── DATA ──

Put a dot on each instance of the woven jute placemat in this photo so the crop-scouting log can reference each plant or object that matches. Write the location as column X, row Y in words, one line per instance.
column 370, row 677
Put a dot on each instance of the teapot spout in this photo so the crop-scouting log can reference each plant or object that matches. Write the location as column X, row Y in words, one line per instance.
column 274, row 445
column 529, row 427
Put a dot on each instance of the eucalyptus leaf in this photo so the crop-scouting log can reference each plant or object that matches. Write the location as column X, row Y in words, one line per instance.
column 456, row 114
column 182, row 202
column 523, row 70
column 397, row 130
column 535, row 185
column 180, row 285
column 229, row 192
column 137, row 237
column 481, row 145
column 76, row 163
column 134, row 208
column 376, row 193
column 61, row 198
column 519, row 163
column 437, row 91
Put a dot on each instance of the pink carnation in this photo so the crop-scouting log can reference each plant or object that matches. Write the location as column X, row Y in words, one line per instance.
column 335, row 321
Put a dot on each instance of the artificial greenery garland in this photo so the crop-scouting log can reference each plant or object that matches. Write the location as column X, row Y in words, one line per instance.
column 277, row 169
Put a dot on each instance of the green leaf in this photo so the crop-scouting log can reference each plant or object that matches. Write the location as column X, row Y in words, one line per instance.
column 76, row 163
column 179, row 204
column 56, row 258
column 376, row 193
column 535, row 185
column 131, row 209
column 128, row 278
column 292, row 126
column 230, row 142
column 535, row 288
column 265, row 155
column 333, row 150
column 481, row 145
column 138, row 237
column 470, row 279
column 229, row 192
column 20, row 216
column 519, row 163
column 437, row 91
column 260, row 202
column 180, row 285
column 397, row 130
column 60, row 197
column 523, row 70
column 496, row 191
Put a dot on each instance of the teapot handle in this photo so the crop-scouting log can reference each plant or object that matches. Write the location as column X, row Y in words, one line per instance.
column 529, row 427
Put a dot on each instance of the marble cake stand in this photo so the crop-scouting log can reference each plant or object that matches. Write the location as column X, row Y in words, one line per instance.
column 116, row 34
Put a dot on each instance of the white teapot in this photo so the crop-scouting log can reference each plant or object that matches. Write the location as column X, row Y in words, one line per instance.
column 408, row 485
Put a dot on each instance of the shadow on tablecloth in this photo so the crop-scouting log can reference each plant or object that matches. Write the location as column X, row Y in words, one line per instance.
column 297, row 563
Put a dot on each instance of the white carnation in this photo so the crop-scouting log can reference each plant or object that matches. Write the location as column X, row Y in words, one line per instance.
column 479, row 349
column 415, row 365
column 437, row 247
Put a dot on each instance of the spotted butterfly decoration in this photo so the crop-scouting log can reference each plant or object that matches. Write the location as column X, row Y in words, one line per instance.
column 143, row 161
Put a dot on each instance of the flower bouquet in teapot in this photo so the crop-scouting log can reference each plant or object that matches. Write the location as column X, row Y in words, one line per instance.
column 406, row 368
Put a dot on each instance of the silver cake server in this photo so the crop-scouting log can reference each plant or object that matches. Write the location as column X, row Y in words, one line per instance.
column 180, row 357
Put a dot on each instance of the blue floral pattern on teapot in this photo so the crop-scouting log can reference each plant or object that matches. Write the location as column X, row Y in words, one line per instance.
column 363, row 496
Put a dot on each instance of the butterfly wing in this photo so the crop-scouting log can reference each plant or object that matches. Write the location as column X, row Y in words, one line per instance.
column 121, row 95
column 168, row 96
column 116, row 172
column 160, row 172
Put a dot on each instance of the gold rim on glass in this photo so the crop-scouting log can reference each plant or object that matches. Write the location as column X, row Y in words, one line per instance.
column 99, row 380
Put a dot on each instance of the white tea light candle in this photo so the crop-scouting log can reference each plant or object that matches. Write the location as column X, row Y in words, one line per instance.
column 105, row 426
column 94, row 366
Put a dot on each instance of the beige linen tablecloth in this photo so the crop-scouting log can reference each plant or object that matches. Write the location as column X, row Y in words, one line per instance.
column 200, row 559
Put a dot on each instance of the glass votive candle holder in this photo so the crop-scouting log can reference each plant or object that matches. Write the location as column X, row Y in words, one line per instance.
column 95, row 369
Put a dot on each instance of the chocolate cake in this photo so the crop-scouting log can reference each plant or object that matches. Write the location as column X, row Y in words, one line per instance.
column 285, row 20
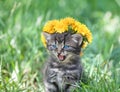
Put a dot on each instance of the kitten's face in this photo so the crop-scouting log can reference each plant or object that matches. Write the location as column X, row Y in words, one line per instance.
column 64, row 45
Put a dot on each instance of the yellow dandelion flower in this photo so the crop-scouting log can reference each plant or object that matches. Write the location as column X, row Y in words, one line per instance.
column 49, row 27
column 60, row 27
column 63, row 25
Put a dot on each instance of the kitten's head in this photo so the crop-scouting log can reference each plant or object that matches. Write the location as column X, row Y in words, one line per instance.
column 64, row 45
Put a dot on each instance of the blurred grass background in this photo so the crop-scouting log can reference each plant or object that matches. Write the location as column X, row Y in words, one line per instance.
column 22, row 54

───

> REQUIRED WORK:
The preceding listing must be repeated exactly, with all images dropped.

> RESULT OF THE TASK:
Put a dot on each instance of the woven jute placemat in this photo so the crop-scouting log can reference each plant or object that matches. Write the location as column X, row Y in words, one line per instance.
column 370, row 677
Put a dot on each instance of the teapot spout in this photo so the crop-scouting log can reference each plant or object that matches. Write the location as column X, row Y in words, one line per instance.
column 274, row 445
column 529, row 427
Put a dot on each instance of the eucalyptus leaf in this photo so the crop-scouting log can reference each plant or object that matches. Write the location as column X, row Y in words, one line per instance.
column 456, row 114
column 182, row 202
column 523, row 70
column 397, row 130
column 535, row 185
column 180, row 285
column 229, row 192
column 137, row 237
column 481, row 145
column 76, row 163
column 134, row 208
column 376, row 193
column 61, row 198
column 519, row 163
column 437, row 91
Put a dot on each instance of the pink carnation in this photo so the crop-scouting log can reference each plant or object that matches. Write the location as column X, row Y in words, one line per instance.
column 335, row 321
Put a dot on each instance of the artificial greenery garland in this photo so the crop-scouting log can reference each plant or object that matches. Write the location as column X, row Y in words, one line per instance.
column 277, row 169
Put a dot on each instance of the green leaf in this photo so the crop-scouting log can reference each plant or object that matches. Write the location as column X, row Y in words, one line per instance.
column 76, row 163
column 179, row 204
column 56, row 258
column 376, row 193
column 535, row 185
column 131, row 209
column 128, row 278
column 292, row 126
column 230, row 142
column 535, row 288
column 265, row 155
column 333, row 150
column 481, row 145
column 138, row 237
column 470, row 279
column 229, row 192
column 20, row 216
column 519, row 163
column 437, row 91
column 260, row 202
column 180, row 285
column 397, row 130
column 60, row 197
column 523, row 70
column 496, row 191
Put a dot on each instance of the teapot handle in this photo so the crop-scouting log can reference each plant or object that matches. Write the location as column X, row Y in words, one line per instance.
column 529, row 427
Put a dot on each instance of the marble cake stand in this photo so the crop-scouting log can reference each plant or object that matches. Write the location as column X, row Y in words, one line per instance.
column 116, row 34
Put a dot on each instance of the white teapot in this photo so the crop-scouting log can reference each plant or object that matches. Write the location as column X, row Y in words, one line per instance.
column 408, row 485
Put a dot on each instance of the shadow on tablecloth in this photo so the crop-scouting log can reference each plant or object that matches. Write the location as column X, row Y in words, one line per instance.
column 297, row 563
Put a dot on each instance of the white carnation in this photo so the crop-scouting log can reference each plant or object that matches. Write the location as column X, row Y in words, one line per instance.
column 479, row 349
column 415, row 365
column 437, row 247
Put a dot on each instance of the spotted butterfly decoration in this photo so the crop-scouting log can reference each plant or object that matches. Write the location as column X, row Y in words, one line per instance.
column 143, row 161
Put a dot on each instance of the flower bouquet in teapot in this photo so the crop-scouting log can reference each plant or object that matches. Write the location as column X, row Y in words, one line per instance.
column 406, row 368
Put a dot on each instance of the silver cake server in this photo so the crop-scouting log can reference each plant or object that matches. Write the location as column X, row Y in words, one line per instance.
column 180, row 357
Put a dot on each instance of the blue floral pattern on teapot in this photo so the crop-scouting log can reference each plant or object that matches. Write the location as column X, row Y in words, one line per instance.
column 363, row 496
Put a dot on each instance of the butterfly wing in this photo so the crop-scouting log can reference each plant or object that matches. Write the location as column X, row Y in words, one line per instance.
column 121, row 95
column 168, row 96
column 116, row 172
column 160, row 172
Put a dot on each instance of the gold rim on glass in this photo so the crop-scouting log can reference each plant or object that matches. Write the location as column X, row Y in words, one line per instance.
column 99, row 380
Put a dot on each instance of the white tea light candle in this photo so the crop-scouting log can reference each plant or object that matches. Write the location as column X, row Y in words, one line per instance.
column 105, row 426
column 94, row 366
Put a dot on each instance of the beige linen tablecloth in this photo so the crop-scouting log can reference each plant or object that matches. Write the location as column X, row Y in words, one line per instance.
column 200, row 559
Put a dot on each instance of the glass votive candle holder in this photo so the crop-scouting log can reference each plant or object that matches. Write the location as column X, row Y in words, one line per instance.
column 95, row 369
Put a dot on each instance of the chocolate cake in this photo so the crop-scouting log can reference each plant or object that matches. Write the location as column X, row Y in words, one line per instance.
column 285, row 20
Put a dot on each instance of the kitten's face in this photo so the crop-scouting log can reference each plant or object that matches. Write the location as column X, row Y in words, one line per instance.
column 64, row 45
Put a dot on each instance of the yellow dandelion flower in this photo so the crop-scouting log can reference each plant or object that matches. Write the location as column X, row Y in words, one line per instance.
column 49, row 27
column 60, row 27
column 63, row 25
Put a dot on each instance of the kitten's head in this photo so the crop-scouting log can reference each plant or object that matches. Write the location as column X, row Y in words, one line per instance.
column 64, row 45
Put a dot on each instance of the blurred grass background in this photo so the crop-scouting log can reference each plant or object that matches. Write the location as column X, row Y in words, one line per instance.
column 22, row 54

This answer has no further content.